[TRECHO DO DOCUMENTO]:
..........
Revitalizar a via revolucionária do socialismo contra as tendências esquerdistas (liberal-progressistas), e ainda ter energia para polemizar com o que resta dos poucos reformistas (social-democratas) que não se converteram ao esquerdismo, é o maior trabalho intelectual imposto a nosso tempo. Não é um trabalho fácil, talvez seja impossível sem um novo Karl Marx de nosso tempo, seja pelo desafio intelectual que ele exige, seja pela pouca capilaridade desse tema nas instituições da classe trabalhadora (sindicatos, partidos, etc), mas sobretudo dada os retrocessos que o stalinismo provocou no movimento comunista, e que o trotkismo não é totalmente isento ou criticamente suficiente.

O comunismo hoje é uma agulha em um palheiro de idealismos, stalinismos, dogmatismos, sectarismos, marxismos, etc. É fundamental ir ao essencial, isto é, estudar cientificamente as relações materiais dada em cada contexto e através, e somente através da autoridade dos fatos, cientificamente, (isto é, sem doutrinas, mesmo sendo elas marxistas), trilhar taticamente, seja por eleições, seja por revoluções, o caminho para a emancipação do trabalhador, realizado pelo próprio trabalhador, e não por um partido que se intitule sua vanguarda (esse vanguardismo deu todos os recursos para o sucesso completo do aparelhamento stalinista).
..........
[EXPERIMENTE]: Transcreva na íntegra, sem alterar nada, o trecho sobre a via revolucionária do socialismo.

Dados de ancoragem de objetos em linguagem natural
..........
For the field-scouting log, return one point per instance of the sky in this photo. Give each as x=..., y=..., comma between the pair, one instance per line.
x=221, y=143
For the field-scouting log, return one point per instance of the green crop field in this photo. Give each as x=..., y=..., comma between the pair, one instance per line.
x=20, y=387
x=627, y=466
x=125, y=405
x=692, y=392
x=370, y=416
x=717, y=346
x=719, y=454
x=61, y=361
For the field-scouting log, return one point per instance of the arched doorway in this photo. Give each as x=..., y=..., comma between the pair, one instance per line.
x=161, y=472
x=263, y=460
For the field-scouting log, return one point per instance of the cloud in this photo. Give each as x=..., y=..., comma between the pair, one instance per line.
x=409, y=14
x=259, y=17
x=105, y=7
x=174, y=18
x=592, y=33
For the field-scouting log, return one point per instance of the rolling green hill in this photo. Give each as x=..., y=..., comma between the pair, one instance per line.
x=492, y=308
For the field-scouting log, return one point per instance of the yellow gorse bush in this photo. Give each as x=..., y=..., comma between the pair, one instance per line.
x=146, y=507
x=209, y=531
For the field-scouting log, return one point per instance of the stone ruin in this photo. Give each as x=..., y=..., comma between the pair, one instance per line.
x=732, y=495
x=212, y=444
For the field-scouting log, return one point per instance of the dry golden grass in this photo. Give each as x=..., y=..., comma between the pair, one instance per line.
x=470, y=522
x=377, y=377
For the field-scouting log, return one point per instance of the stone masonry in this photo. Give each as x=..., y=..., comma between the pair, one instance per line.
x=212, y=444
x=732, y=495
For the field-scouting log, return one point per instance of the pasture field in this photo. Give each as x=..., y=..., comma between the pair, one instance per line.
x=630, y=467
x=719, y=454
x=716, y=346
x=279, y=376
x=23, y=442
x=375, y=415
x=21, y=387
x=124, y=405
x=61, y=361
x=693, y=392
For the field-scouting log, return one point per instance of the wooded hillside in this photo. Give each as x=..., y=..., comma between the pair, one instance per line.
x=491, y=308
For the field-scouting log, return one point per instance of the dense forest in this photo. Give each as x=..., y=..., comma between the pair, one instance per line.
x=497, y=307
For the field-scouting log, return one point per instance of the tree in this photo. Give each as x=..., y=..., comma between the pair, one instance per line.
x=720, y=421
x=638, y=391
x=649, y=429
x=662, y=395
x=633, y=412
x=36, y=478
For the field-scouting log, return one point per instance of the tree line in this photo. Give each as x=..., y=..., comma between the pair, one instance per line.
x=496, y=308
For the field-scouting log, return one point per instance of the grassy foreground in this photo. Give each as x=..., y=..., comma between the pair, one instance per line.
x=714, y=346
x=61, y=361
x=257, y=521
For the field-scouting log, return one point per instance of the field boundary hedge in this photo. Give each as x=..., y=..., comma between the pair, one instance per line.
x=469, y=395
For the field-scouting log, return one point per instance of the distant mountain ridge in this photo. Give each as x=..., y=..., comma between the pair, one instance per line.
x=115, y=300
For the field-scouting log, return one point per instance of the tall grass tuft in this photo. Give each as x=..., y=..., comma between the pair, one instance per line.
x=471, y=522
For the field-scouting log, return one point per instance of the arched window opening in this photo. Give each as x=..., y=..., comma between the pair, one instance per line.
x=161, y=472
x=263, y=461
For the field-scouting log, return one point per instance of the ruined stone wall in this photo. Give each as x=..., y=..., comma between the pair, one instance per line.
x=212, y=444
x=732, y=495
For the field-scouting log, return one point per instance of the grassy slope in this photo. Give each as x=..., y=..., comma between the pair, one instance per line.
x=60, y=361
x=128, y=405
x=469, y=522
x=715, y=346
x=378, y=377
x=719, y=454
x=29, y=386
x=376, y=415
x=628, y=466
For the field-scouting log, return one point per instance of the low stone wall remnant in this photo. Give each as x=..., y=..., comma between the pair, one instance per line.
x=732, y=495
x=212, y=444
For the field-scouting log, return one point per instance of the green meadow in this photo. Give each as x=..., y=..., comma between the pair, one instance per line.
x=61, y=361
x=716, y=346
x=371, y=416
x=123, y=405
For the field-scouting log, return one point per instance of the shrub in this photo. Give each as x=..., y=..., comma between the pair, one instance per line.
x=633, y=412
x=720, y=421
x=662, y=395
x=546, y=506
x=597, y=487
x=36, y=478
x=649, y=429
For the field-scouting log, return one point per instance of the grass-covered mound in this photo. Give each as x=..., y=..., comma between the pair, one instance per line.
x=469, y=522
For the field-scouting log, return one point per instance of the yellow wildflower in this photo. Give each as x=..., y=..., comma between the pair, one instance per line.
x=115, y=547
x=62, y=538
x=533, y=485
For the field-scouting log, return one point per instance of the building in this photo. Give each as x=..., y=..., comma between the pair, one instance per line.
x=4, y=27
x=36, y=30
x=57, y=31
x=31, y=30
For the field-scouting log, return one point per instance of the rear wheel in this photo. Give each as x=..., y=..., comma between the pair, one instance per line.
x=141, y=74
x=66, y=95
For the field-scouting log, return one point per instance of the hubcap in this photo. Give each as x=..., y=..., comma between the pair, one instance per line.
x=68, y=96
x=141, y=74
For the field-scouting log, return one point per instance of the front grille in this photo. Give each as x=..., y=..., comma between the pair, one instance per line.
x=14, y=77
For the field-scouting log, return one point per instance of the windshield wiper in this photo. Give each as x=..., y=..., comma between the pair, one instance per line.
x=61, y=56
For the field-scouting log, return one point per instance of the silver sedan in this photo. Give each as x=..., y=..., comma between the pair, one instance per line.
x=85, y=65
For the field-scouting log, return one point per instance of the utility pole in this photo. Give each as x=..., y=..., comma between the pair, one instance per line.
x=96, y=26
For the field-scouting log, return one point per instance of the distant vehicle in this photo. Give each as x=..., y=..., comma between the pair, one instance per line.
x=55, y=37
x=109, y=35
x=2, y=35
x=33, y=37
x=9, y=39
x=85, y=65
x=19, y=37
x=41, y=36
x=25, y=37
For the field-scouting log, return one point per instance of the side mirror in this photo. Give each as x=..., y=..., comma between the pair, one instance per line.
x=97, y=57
..........
[RESPOSTA ABAIXO]:
Revitalizar a via revolucionária do socialismo contra as tendências esquerdistas (liberal-progressistas), e ainda ter energia para polemizar com o que resta dos poucos reformistas (social-democratas) que não se converteram ao esquerdismo, é o maior trabalho intelectual imposto a nosso tempo. Não é um trabalho fácil, talvez seja impossível sem um novo Karl Marx de nosso tempo, seja pelo desafio intelectual que ele exige, seja pela pouca capilaridade desse tema nas instituições da classe trabalhadora (sindicatos, partidos, etc), mas sobretudo dada os retrocessos que o stalinismo provocou no movimento comunista, e que o trotkismo não é totalmente isento ou criticamente suficiente.

O comunismo hoje é uma agulha em um palheiro de idealismos, stalinismos, dogmatismos, sectarismos, marxismos, etc. É fundamental ir ao essencial, isto é, estudar cientificamente as relações materiais dada em cada contexto e através, e somente através da autoridade dos fatos, cientificamente, (isto é, sem doutrinas, mesmo sendo elas marxistas), trilhar taticamente, seja por eleições, seja por revoluções, o caminho para a emancipação do trabalhador, realizado pelo próprio trabalhador, e não por um partido que se intitule sua vanguarda (esse vanguardismo deu todos os recursos para o sucesso completo do aparelhamento stalinista).